▸ YOUR TASK
Take the records below and retype them line by line, from the first line through the one containing "like [540, 349]."; stop there.

▸ MATERIAL TO PROCESS
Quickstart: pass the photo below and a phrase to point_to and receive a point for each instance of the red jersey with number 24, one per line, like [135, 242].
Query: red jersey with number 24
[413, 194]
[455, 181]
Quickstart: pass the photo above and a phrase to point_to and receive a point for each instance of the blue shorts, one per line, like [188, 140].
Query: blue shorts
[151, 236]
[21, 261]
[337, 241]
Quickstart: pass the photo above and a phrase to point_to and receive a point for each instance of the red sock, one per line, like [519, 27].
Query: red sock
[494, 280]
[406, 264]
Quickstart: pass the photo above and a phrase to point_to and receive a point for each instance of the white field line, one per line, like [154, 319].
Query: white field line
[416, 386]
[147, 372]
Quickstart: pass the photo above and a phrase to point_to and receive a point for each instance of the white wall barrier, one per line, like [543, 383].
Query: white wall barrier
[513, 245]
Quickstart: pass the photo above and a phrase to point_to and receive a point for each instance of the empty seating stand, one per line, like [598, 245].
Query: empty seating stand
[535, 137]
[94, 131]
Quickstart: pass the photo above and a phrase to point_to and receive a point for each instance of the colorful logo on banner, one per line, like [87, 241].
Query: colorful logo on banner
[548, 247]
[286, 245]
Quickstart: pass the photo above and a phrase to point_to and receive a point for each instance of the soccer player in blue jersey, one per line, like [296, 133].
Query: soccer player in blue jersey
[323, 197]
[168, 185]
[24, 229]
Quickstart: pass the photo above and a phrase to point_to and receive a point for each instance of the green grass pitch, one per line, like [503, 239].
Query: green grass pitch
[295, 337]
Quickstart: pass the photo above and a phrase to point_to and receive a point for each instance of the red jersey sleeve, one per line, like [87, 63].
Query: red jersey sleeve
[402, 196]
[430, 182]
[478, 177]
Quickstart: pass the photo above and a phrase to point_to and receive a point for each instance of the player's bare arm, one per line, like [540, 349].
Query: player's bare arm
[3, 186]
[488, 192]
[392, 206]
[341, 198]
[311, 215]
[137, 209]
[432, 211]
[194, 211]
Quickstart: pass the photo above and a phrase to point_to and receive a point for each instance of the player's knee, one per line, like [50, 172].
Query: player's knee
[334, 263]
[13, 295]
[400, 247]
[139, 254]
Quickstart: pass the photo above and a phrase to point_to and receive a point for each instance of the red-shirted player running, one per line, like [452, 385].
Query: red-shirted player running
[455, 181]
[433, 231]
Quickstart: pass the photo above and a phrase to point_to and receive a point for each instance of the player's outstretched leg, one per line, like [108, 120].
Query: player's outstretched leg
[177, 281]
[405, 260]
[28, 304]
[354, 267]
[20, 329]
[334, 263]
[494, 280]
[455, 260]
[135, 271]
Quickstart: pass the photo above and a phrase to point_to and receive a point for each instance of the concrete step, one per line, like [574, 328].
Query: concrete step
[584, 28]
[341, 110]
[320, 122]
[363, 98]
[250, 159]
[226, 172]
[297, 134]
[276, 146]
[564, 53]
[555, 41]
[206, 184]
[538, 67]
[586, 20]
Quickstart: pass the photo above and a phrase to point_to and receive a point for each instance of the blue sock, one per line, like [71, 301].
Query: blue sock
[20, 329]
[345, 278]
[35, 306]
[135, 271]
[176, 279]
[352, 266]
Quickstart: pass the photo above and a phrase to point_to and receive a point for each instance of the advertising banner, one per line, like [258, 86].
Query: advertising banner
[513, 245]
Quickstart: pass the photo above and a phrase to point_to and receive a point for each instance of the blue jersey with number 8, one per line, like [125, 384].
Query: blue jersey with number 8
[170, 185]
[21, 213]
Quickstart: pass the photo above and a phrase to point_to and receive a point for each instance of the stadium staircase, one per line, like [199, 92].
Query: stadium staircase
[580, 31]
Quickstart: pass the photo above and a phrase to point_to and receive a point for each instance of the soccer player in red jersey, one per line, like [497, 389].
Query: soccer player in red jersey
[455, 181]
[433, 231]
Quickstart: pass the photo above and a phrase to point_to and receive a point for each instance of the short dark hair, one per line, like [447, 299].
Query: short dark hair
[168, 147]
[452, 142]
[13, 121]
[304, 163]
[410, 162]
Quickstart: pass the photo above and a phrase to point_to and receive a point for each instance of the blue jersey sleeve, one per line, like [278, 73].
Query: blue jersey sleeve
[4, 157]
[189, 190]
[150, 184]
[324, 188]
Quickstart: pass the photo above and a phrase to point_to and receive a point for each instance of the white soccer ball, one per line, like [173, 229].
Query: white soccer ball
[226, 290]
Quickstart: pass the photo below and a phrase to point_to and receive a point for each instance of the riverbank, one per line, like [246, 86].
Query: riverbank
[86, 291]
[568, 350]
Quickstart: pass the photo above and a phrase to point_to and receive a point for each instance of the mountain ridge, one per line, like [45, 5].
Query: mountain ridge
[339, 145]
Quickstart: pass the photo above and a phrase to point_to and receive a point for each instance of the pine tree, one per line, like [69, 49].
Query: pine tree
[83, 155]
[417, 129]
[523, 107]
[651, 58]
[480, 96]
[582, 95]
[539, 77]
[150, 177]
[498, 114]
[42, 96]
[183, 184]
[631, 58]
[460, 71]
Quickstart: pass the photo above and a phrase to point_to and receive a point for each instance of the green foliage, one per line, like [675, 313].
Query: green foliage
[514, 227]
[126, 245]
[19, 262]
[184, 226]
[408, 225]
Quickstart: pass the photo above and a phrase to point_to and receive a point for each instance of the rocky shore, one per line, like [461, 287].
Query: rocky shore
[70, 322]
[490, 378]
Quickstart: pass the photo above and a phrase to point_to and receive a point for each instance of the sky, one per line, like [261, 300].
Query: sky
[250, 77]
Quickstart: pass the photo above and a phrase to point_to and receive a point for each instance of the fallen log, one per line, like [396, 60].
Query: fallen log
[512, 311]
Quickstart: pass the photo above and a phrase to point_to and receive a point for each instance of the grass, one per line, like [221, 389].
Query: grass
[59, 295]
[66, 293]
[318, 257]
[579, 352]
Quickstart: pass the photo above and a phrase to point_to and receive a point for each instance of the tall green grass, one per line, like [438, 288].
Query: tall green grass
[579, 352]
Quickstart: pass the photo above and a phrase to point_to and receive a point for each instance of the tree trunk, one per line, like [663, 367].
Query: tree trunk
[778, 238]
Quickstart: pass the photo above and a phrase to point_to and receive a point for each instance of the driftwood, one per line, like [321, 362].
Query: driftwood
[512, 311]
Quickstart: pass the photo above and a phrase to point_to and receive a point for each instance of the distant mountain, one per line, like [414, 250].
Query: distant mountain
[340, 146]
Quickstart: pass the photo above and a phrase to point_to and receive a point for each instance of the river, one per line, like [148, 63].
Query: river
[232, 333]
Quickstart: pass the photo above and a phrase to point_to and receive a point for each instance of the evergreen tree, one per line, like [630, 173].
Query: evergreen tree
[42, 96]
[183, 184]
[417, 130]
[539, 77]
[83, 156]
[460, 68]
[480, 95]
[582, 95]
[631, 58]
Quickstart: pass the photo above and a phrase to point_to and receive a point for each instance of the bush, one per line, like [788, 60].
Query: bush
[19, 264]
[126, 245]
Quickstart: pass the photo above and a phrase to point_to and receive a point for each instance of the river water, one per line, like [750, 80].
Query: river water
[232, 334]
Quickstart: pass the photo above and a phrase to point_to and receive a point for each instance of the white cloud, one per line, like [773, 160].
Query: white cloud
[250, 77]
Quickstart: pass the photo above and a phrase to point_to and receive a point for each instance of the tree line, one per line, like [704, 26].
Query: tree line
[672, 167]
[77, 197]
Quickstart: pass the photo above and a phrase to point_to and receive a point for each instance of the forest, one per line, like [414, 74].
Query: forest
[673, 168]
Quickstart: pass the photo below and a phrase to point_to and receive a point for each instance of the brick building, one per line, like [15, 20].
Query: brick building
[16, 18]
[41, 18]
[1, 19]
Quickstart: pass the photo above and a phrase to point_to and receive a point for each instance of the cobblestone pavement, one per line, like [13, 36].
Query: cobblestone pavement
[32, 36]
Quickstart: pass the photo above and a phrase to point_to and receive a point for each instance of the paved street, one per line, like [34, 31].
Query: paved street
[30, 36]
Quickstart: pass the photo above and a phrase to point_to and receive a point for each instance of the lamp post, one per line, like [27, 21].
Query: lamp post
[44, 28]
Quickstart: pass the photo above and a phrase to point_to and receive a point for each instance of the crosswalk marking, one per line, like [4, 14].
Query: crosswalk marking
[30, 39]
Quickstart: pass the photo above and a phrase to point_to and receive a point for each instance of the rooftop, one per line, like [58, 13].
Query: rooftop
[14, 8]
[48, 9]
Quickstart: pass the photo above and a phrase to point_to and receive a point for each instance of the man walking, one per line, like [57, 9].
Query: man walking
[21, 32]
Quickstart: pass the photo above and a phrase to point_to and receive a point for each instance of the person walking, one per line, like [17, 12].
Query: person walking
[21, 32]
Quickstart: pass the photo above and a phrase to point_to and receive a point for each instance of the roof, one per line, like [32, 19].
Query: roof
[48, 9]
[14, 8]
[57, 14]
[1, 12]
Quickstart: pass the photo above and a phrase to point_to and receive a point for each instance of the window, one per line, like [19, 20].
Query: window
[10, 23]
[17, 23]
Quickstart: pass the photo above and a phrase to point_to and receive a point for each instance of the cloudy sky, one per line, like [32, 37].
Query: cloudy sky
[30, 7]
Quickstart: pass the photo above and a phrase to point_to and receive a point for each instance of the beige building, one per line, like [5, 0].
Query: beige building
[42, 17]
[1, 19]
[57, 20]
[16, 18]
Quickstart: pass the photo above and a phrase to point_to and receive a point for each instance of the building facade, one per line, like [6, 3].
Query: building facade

▸ TASK OUTPUT
Quickstart: pass the photo below and a phrase to point_to and receive a point for each instance of the red jersey with number 24, one per line, like [135, 242].
Query: red jersey with number 24
[413, 194]
[455, 181]
Quickstart: pass the photo above and a phrase to point_to and receive a point for each instance of the blue shorts, one per line, like [188, 140].
Query: blue shorts
[151, 236]
[21, 261]
[337, 241]
Quickstart: pass the photo above and a phrase to point_to and receive a point for each instance of the red sock, one per line, like [519, 27].
Query: red sock
[494, 280]
[406, 264]
Quickstart: pass the photo above and a phrase to point_to and receive a point for each instance of the white field line, one per line, like [154, 319].
Query: white field line
[416, 386]
[147, 372]
Quickstart: pass the photo above and a phrase to point_to and receive a point for each instance of the white wall barrier, one per line, like [543, 383].
Query: white wall barrier
[513, 245]
Quickstart: pass the photo above and a phrase to point_to and receive a point for each instance of the empty seating stand, one per line, like [598, 245].
Query: empty seating stand
[535, 137]
[94, 131]
Quickstart: pass the photo above and a phrase to point_to and receive a point for each instance of the colorful logo on banner, one per line, like [87, 241].
Query: colorful logo on banner
[548, 247]
[286, 245]
Quickstart: pass the photo above and a phrase to point_to and receive a point for each instance of the soccer player in blue jersey, one per line, like [296, 133].
Query: soccer player in blue jersey
[323, 197]
[168, 185]
[24, 229]
Quickstart: pass the photo above and a phrase to point_to and receive a point for each instance of the green grass pitch, one per line, like [503, 239].
Query: green grass pitch
[295, 337]
Quickstart: pass the photo above and a phrase to point_to and receive a point for each instance of the red jersey sleeve, one per line, like [87, 63].
Query: red jersey sleeve
[402, 196]
[430, 182]
[478, 177]
Quickstart: pass the photo above and a phrase to point_to and receive a point for each instance of the player's bare arm, one per line, like [540, 349].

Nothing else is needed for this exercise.